— Text block —
Skip to main content

A Python command-line tool to split large Excel (.xls or .xlsx) files into smaller parts with low memory usage.

Project description

Spreadsheet Splitter

spreadsheet_splitter is a Python command-line tool designed to split large Excel files (.xls or .xlsx) into smaller, manageable parts. It supports processing large files iteratively with low memory usage, making it ideal for handling files that exceed available RAM (e.g., >4 GB). The tool preserves specified title rows, logs processing details (including file profiling and memory usage), and supports resuming interrupted tasks.

Features

  • Split .xls and .xlsx files into two equal parts or smaller chunks.
  • Process large files iteratively with configurable rows per iteration.
  • Preserve title rows in non-large mode.
  • Validate column counts and profile data types for .xlsx files.
  • Monitor memory usage during processing.
  • Resume processing from the last checkpoint using a log file.
  • Built with xlrd, xlwt, openpyxl, pandas, pyexcelerate, and psutil.

Prerequisites

To build and run spreadsheet_splitter locally, ensure you have:

Building from Source

Follow these steps to build spreadsheet_splitter from source:

  1. Clone the Repository

    git clone https://github.com/parsaloi/spreadsheet_splitter.git
    cd spreadsheet_splitter
    
  2. Set Up a Virtual Environment Create and activate a virtual environment using uv:

    uv venv
    source .venv/bin/activate  # On Linux/macOS
    .venv\Scripts\activate     # On Windows
    
  3. Install Dependencies Install the required dependencies specified in pyproject.toml:

    uv sync
    
  4. Verify Setup Check that the spreadsheet-splitter command is available:

    uv run spreadsheet-splitter --help
    

    This should display the CLI help message with available arguments.

Running the Tool

The spreadsheet_splitter tool provides two modes:

  • Default Mode: Splits an Excel file into two equal parts, preserving title rows.
  • Large Mode: Splits large files into smaller chunks with a specified number of rows per iteration, ideal for low-memory environments.

— What needs to be done —
Can you resume the spreadsheet splitter project description right after its last sentence and keep it going?

— Recorded information —
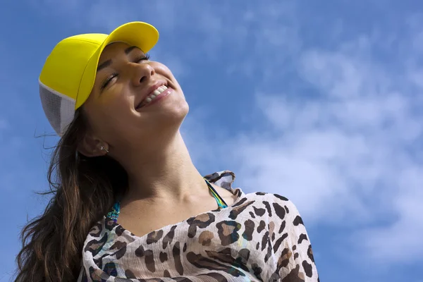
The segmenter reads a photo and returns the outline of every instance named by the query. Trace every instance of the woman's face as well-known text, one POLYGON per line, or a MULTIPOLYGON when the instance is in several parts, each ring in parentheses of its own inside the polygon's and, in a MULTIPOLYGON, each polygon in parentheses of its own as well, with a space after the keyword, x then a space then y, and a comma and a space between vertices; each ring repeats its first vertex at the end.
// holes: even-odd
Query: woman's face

— Response for this exercise —
Example Commands

  1. Split a File into Two Parts

    uv run spreadsheet-splitter /path/to/file.xlsx --output-dir split_files --title-rows 1
    
    • Splits file.xlsx into split_files/file_part1.xlsx and split_files/file_part2.xlsx.
    • Preserves 1 title row in each output file.
  2. Split a Large File Iteratively

    uv run spreadsheet-splitter /path/to/very_large_file.xlsx --large --output-dir split_files --rows-per-iteration 500 --max-iterations 5 --columns 22
    
    • Processes very_large_file.xlsx in chunks of 500 rows, up to 5 iterations (2500 rows total).
    • Reads only the first 22 columns.
    • Outputs files like split_files/very_large_file_part001.xlsx, split_files/very_large_file_part002.xlsx, etc.
    • Logs progress to split_log.json.
  3. Resume Processing

    uv run spreadsheet-splitter /path/to/very_large_file.xlsx --large --resume --output-dir split_files --rows-per-iteration 500 --max-iterations 5 --columns 22
    
    • Resumes from the last processed row recorded in split_log.json.

Command-Line Arguments

Argument Description Default
input_file Path to the input .xls or .xlsx file Required
-o, --output-dir Directory to save output files output
-t, --title-rows Number of top rows to treat as title rows (ignored in --large mode) 1
--large Process large files iteratively with limited rows per iteration False
--rows-per-iteration Number of data rows to process per iteration 500
--max-iterations Maximum number of iterations to process 10
--resume Resume processing from the last row in the log file False
--log-file Path to the log file for tracking processed rows split_log.json
--columns Number of columns to process All columns

Log File

The tool generates a split_log.json file to track processing details, including:

  • Input and Output: Input file path and output directory.
  • Processed Ranges: Start and end rows for each output file.
  • File Profile: Total rows, columns, and data types (for .xlsx).
  • Memory Usage: Memory before and after reading each chunk (for .xlsx).
  • Timestamp: When the log was last updated.

Example split_log.json:

{
  "input_path": "/path/to/very_large_file.xlsx",
  "output_dir": "split_files",
  "rows_per_iteration": 500,
  "processed_ranges": [
    {
      "file": "split_files/very_large_file_part001.xlsx",
      "start_row": 1,
      "end_row": 500,
      "iteration": 1
    }
  ],
  "last_row_processed": 499,
  "timestamp": "2025-05-27T11:12:46.172255",
  "columns": 22,
  "file_profile": {
    "total_rows": 1,
    "total_columns": 22,
    "data_types": {
      "ZONE": "float64",
      "SITE": "object",
      ...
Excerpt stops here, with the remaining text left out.